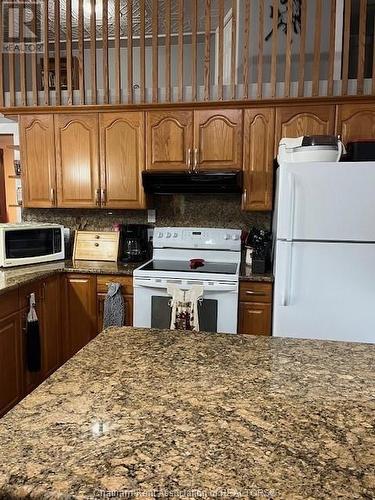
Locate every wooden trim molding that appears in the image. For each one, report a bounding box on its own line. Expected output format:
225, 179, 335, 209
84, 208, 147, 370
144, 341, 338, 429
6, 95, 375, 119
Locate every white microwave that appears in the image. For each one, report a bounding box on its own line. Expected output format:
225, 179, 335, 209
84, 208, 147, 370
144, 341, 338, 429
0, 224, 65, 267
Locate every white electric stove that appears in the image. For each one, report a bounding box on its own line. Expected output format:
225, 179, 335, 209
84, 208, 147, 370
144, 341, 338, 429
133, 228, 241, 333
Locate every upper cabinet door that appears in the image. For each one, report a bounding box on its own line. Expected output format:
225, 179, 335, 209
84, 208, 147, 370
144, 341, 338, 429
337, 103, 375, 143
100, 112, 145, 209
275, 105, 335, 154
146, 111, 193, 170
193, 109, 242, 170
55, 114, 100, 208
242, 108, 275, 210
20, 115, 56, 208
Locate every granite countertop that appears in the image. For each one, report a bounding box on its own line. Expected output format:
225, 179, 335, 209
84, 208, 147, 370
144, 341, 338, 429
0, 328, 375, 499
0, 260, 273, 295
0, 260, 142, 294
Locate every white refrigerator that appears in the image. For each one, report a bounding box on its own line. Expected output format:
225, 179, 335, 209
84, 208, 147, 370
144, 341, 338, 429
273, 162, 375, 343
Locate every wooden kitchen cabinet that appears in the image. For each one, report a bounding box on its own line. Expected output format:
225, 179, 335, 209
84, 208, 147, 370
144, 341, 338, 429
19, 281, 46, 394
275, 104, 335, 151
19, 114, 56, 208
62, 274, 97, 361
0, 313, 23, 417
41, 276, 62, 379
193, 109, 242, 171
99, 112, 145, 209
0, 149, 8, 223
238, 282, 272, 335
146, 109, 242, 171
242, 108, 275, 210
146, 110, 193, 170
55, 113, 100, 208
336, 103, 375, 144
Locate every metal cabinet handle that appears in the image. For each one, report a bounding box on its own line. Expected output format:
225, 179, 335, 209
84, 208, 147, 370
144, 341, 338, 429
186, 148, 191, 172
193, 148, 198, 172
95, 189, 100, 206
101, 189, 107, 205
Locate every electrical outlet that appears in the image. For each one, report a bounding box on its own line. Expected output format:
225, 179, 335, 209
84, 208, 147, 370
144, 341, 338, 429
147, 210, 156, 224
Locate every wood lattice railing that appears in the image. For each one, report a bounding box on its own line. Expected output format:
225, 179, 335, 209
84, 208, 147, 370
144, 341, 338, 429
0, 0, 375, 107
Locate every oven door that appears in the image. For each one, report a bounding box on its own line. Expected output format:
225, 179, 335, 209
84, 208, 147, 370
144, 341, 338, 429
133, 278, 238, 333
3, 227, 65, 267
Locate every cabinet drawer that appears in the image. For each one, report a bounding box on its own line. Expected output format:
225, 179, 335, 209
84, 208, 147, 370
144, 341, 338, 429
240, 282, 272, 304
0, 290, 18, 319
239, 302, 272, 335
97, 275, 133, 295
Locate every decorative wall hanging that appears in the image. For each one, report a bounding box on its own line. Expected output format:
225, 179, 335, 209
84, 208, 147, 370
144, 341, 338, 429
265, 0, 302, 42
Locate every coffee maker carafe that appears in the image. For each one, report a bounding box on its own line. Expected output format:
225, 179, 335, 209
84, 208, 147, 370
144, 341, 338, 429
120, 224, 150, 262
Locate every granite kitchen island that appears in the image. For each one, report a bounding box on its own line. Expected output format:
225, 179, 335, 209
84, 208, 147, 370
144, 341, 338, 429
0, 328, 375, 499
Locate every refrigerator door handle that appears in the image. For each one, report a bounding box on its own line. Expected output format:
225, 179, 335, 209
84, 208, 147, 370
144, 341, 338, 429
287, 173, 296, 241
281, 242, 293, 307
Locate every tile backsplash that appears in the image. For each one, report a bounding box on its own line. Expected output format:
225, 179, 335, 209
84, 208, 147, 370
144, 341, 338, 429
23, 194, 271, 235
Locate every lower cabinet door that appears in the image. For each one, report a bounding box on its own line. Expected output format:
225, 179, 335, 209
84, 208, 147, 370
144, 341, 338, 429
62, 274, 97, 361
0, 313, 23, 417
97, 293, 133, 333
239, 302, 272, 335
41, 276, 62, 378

» **WHAT IS BEING ASKED**
Update every one of the lines above by replacing "Expected output format" with "Required output format" wherever it occurs, and change nothing else. Omit the pictures from your output.

» **COMPLETE RESPONSE**
Locate every wooden trim molding that appears in the image. For each one, report a bounding box on its own line. Required output format:
225, 179, 335, 209
84, 208, 147, 370
144, 341, 338, 429
6, 95, 375, 119
Locate every white microwave that appears in the image. For each one, report a bounding box on its own line. Required output format:
225, 179, 335, 209
84, 208, 147, 370
144, 341, 338, 429
0, 224, 65, 267
Locate every white electric stove that appears in the image. For each one, report a bounding box on its own line. Required output format:
225, 179, 335, 209
84, 208, 147, 370
144, 341, 338, 429
133, 228, 241, 333
Locate every upper cabinet door that appears in the image. For each one, report a bounding box on its own line. Required output format:
225, 179, 335, 209
84, 208, 147, 370
144, 341, 338, 429
337, 103, 375, 143
100, 112, 145, 209
275, 105, 335, 154
146, 111, 193, 170
193, 109, 242, 170
55, 114, 100, 208
242, 108, 275, 210
20, 115, 56, 208
Locate every granite countertop that appears in the image. For each one, report a bounding box on its own line. Required output format:
225, 179, 335, 209
84, 208, 147, 370
144, 341, 338, 429
0, 328, 375, 499
0, 260, 273, 295
0, 260, 142, 294
Locate every white refrigerator that appears in the image. For each one, report a bounding box on its own line. Required output format:
225, 179, 335, 209
84, 208, 147, 370
144, 341, 338, 429
273, 162, 375, 343
Locate every wooden kitchen cabinet that appears in the image. For each one, report a bounding box on its own line. Required output format:
225, 179, 335, 209
84, 208, 147, 370
144, 341, 338, 429
19, 281, 46, 394
275, 104, 335, 151
19, 114, 56, 208
62, 274, 97, 361
0, 313, 23, 417
41, 276, 62, 379
193, 109, 242, 171
99, 112, 145, 209
0, 149, 8, 223
238, 282, 272, 335
146, 109, 242, 171
242, 108, 275, 210
146, 110, 193, 170
55, 113, 100, 208
336, 103, 375, 144
Locate every metal cabinet handle that appears in the image. For each one, report a bounding box on its own line. Required output format:
225, 179, 335, 209
84, 208, 147, 370
144, 341, 338, 429
186, 148, 191, 172
193, 148, 198, 172
95, 189, 100, 206
101, 189, 107, 205
Locate every electrical outlet that appears in the image. For each one, report a bounding box on its own line. Required output format:
225, 179, 335, 209
84, 208, 147, 370
144, 341, 338, 429
147, 210, 156, 224
Locate every wood lattice railing that appears in the image. For each one, report a bounding box on its own line. Required output format:
225, 179, 335, 209
84, 208, 147, 370
144, 341, 338, 429
0, 0, 375, 107
Locate every oven door that appears in the image. For each one, report a bounding box on its own line. Required output format:
225, 179, 335, 209
84, 208, 147, 370
144, 341, 338, 429
133, 278, 238, 333
3, 227, 65, 267
Locate every cabinet drawer that appears in the image. For each one, report a bounding box on its own line. Required output format:
225, 179, 335, 209
84, 208, 147, 370
144, 341, 338, 429
240, 282, 272, 304
0, 290, 18, 319
239, 302, 272, 335
97, 275, 133, 295
Locate every decorative wall hanging that appears in the image. For each one, report a bounding box on its own line. Required output format:
225, 179, 335, 209
84, 208, 147, 370
144, 341, 338, 429
265, 0, 302, 42
Locate every coffee maker carafe that appears in the image. For each one, report a bounding box on its own line. Required output format:
225, 179, 335, 209
84, 208, 147, 370
144, 341, 338, 429
120, 224, 150, 262
Locate every granite kitchen island that appears in the image. For each one, report a bounding box on its own line. Required output format:
225, 179, 335, 209
84, 208, 147, 370
144, 341, 338, 429
0, 328, 375, 499
Locate every refrigerator door handle that appears in the image. For each one, report a bounding box on its own line. Required output format:
225, 179, 335, 209
84, 208, 147, 370
144, 341, 338, 429
287, 173, 296, 241
281, 242, 293, 307
Locate every tile backsplash that appears in the image. For each one, report a bounding box on its own line. Required output format:
225, 179, 335, 209
84, 208, 147, 370
144, 341, 338, 429
23, 194, 271, 235
Locate every lower cabinet door that appears in the image. For each one, report a bounding box on its own line. Required output format:
225, 179, 335, 209
84, 208, 147, 370
144, 341, 338, 429
62, 274, 97, 361
0, 313, 23, 417
97, 293, 133, 333
239, 302, 272, 335
41, 276, 62, 378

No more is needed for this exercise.